— START DATASET —

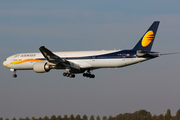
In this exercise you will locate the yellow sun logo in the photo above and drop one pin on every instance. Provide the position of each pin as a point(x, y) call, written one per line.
point(147, 38)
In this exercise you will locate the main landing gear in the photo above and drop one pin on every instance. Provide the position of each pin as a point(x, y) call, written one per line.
point(71, 75)
point(88, 74)
point(14, 71)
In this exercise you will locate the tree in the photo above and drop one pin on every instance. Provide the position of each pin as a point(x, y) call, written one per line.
point(128, 118)
point(104, 118)
point(148, 117)
point(33, 118)
point(117, 117)
point(39, 118)
point(142, 117)
point(143, 112)
point(178, 115)
point(72, 117)
point(154, 117)
point(27, 118)
point(65, 117)
point(168, 115)
point(92, 117)
point(98, 118)
point(59, 117)
point(78, 117)
point(53, 117)
point(46, 118)
point(110, 118)
point(161, 117)
point(85, 117)
point(135, 116)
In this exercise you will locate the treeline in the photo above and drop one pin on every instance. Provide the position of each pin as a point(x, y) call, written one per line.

— END DATASET —

**INSTRUCTIONS TO FOLLOW**
Pull out the listing from its first line through the line that contains "point(14, 71)", both ends included, and reproduce those lines word for word. Leave the picture out of your answer.

**CORRECT RESULT**
In this exercise you will locate the yellow sun logo in the photo above and drop one pin on every instance. Provide the position of each pin as a point(x, y) call, written one per line.
point(147, 38)
In this exercise you will locate the main landing gear in the photo above and drop one pin on every instance. Provide the position of each pin as a point(x, y) call, written one per line.
point(71, 75)
point(88, 74)
point(14, 71)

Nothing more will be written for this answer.